Extrait du texte:
◆ ◆ ◆
Jeunesse

Anne Loyer

Un bébé si je veux !

Entretien par Aude Marzin

(Librairie Plaisir de lire, Plaisir)

Anne Loyer propose un roman sur les rêves et les désirs de liberté de femmes des années 1970 à nos jours à travers les destins liés de Renée, Sylvie et Maxime, et montre comment leurs choix sont le résultat de luttes féminines ayant voulu faire évoluer les mentalités et la société, mais dont les acquis restent malgré tout fragiles.

Pour commencer, pouvez-vous nous présenter votre livre ?

Anne Loyer - Trois fois elle raconte l’histoire de trois femmes à travers trois époques différentes. On commence en 1972 avec Renée, une jeune fille issue d’un milieu populaire, première de sa famille à faire des études. Elle veut réussir mais sa vie bascule lorsqu’elle tombe enceinte. Elle se retrouve confrontée à l'interdiction de l'avortement, encore illégal à cette période, au moment même du procès de Bobigny mené par Gisèle Halimi.

 

En 1992, nous rencontrons Sylvie. Qui est-elle ?

A. L. - Sylvie arrive quelques années après la chanson Elle a fait un bébé toute seule de Jean-Jacques Goldman, qui résonne beaucoup pour elle. Son plus grand désir est d’être mère, sans forcément être en couple. Elle veut aussi devenir coiffeuse, un choix de carrière qui ne plaît pas à ses parents. Pourtant, Sylvie est déterminée à suivre son propre chemin, quitte à contrarier les attentes familiales.

 

Enfin, en 2022, nous faisons la connaissance de Maxime, une jeune femme dans l’ère du temps.

A. L. - Maxime, la petite-fille de Renée et la fille de Sylvie, incarne la génération actuelle, influencée par les combats écologiques de figures comme Greta Thunberg mais pas seulement. Elle décide très jeune qu’elle ne veut pas d’enfants, choisissant de se réaliser autrement. Maxime est le produit des luttes féministes précédentes et bénéficie de libertés que les générations avant elle n’ont pas eu la chance d'avoir.

 

Ces trois femmes sont liées par des relations familiales complexes. Pouvez-vous nous en dire plus ?

A. L. - Renée, Sylvie et Maxime sont mère, fille et petite-fille. Renée et Sylvie ont une relation très conflictuelle et seul le père de Renée réussit à créer du lien entre elles. Maxime, elle, est très proche de sa grand-mère, partageant avec elle un esprit indépendant et une vision non-traditionnelle de la maternité.

 

Vous abordez des thèmes sociétaux importants. Pourquoi ces choix ?

A. L. - Je voulais explorer la maternité sous différentes perspectives. Maxime peut choisir de ne pas avoir d’enfants grâce aux combats féministes précédents. C’est crucial de rappeler que nos droits, comme l’avortement, sont le fruit de luttes passées et qu’ils restent fragiles. Il faut rester très vigilants pour ne pas les perdre.
◆ ◆ ◆
Problèmes à résoudre:
1. Quelles héroïnes du roman l'entretien avec Anne Loyer présente-t-il, et à quelle année chacune est-elle rattachée ?
2. Recopiez le passage de l'entretien avec Anne Loyer qui commence par « Vous abordez des » et se poursuit jusqu'à « pas les perdre. ».
3. Reprenez l'entretien avec Anne Loyer là où il s'arrête.
◆ ◆ ◆
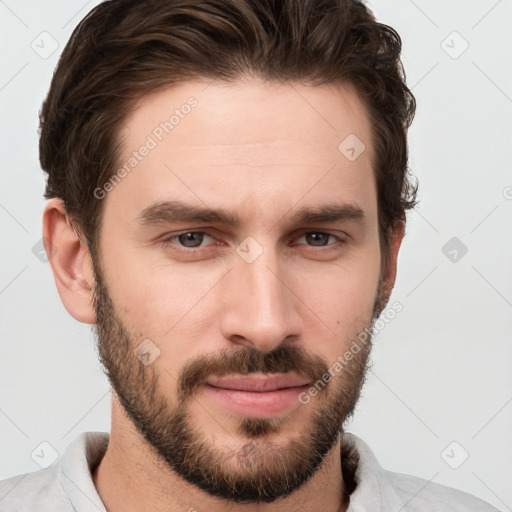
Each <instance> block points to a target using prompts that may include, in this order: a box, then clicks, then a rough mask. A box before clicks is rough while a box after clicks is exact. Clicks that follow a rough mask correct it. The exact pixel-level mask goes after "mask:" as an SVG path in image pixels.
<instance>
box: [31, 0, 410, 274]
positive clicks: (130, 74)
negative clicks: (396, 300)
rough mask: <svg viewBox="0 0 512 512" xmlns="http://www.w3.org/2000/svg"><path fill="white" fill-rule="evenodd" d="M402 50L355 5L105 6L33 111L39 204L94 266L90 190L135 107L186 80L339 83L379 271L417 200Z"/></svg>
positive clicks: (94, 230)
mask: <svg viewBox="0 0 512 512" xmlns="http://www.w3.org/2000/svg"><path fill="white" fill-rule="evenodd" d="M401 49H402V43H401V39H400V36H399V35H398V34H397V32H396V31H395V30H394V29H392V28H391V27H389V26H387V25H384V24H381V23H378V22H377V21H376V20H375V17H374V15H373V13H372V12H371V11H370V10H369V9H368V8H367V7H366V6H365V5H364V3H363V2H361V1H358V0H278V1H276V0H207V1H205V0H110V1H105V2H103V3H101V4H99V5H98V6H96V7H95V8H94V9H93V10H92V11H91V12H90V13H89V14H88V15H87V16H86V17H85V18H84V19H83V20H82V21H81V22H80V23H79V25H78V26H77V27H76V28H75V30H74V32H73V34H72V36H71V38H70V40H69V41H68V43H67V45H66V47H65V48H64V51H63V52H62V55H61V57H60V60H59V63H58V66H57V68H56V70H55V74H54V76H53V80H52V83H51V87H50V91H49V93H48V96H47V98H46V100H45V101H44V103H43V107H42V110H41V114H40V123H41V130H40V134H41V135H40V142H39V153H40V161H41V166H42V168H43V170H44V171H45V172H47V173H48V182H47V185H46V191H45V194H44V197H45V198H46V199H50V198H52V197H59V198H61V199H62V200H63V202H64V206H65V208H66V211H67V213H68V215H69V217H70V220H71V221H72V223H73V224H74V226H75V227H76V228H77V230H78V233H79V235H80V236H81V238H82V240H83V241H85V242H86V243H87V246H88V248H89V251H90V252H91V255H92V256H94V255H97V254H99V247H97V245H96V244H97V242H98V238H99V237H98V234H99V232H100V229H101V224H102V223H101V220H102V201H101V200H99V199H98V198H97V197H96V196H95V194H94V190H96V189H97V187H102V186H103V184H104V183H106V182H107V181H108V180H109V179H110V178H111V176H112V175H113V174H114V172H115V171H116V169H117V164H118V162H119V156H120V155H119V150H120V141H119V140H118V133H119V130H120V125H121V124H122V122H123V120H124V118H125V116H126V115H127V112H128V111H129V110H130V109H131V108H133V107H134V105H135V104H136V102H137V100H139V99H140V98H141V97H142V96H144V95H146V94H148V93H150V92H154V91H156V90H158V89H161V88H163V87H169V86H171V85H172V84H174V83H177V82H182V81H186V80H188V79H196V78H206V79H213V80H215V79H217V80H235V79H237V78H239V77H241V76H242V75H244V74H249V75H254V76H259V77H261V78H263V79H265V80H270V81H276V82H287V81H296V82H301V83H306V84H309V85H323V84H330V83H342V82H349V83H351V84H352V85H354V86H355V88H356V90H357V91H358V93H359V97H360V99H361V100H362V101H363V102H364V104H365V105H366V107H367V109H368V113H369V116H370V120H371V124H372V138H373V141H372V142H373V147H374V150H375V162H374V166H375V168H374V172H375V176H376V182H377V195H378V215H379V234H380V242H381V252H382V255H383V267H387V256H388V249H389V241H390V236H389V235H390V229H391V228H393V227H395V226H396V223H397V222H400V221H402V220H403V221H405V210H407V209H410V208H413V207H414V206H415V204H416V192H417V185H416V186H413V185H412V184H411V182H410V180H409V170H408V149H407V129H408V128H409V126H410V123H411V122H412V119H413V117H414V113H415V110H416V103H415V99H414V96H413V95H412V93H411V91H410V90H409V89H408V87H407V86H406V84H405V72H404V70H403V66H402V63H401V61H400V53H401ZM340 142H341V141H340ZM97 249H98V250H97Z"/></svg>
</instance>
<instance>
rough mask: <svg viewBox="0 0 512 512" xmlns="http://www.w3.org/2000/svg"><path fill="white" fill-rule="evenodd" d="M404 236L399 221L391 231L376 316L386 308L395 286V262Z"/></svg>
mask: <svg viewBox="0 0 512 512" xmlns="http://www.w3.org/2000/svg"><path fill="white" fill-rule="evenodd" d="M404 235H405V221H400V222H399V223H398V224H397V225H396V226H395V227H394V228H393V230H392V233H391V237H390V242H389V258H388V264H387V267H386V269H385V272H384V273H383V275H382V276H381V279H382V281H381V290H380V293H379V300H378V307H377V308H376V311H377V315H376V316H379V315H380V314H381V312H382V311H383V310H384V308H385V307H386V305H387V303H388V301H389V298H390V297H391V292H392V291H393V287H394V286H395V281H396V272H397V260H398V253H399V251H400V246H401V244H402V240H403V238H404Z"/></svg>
◆ ◆ ◆
Réponses dans l'ordre:
1.
Renée : 1972
Sylvie : 1992
Maxime : 2022

2.
Vous abordez des thèmes sociétaux importants. Pourquoi ces choix ?

A. L. - Je voulais explorer la maternité sous différentes perspectives. Maxime peut choisir de ne pas avoir d’enfants grâce aux combats féministes précédents. C’est crucial de rappeler que nos droits, comme l’avortement, sont le fruit de luttes passées et qu’ils restent fragiles. Il faut rester très vigilants pour ne pas les perdre.

3.
 

Le procès de Bobigny est un élément-clé de l'histoire de Renée. Pourquoi cette référence ?

A. L. - Le procès de Bobigny en 1972, lors duquel Gisèle Halimi a défendu une jeune fille accusée d’avortement après un viol, marque un moment crucial pour les droits des femmes en France. L'avocate en a fait un procès politique, rampe de lancement pour la légalisation de l'IVG en 1975. Renée, dans mon roman, est confrontée à une grossesse non désirée à une époque où l’avortement est illégal, illustrant les luttes féminines de cette époque.

 

Le livre explore aussi les différentes manières dont les femmes peuvent s’accomplir. Pouvez-vous nous expliquer comment ?

A. L. - Chaque femme, dans le livre, a sa propre vision de la réalisation personnelle. Renée aspire à l’éducation, à la réussite professionnelle, malgré les obstacles, et à l'amour physique sans entraves. Sylvie veut avant tout être mère, sans disposer des moyens scientifiques d'aujourd'hui, même si cela signifie être mère célibataire. Maxime, elle, choisit de ne pas avoir d’enfants et de se concentrer sur ses études et sa carrière. Ces trajectoires montrent que la maternité n’est pas la seule voie pour s’accomplir en tant que femme. Qu'elle doit rester un choix de vie, librement consenti.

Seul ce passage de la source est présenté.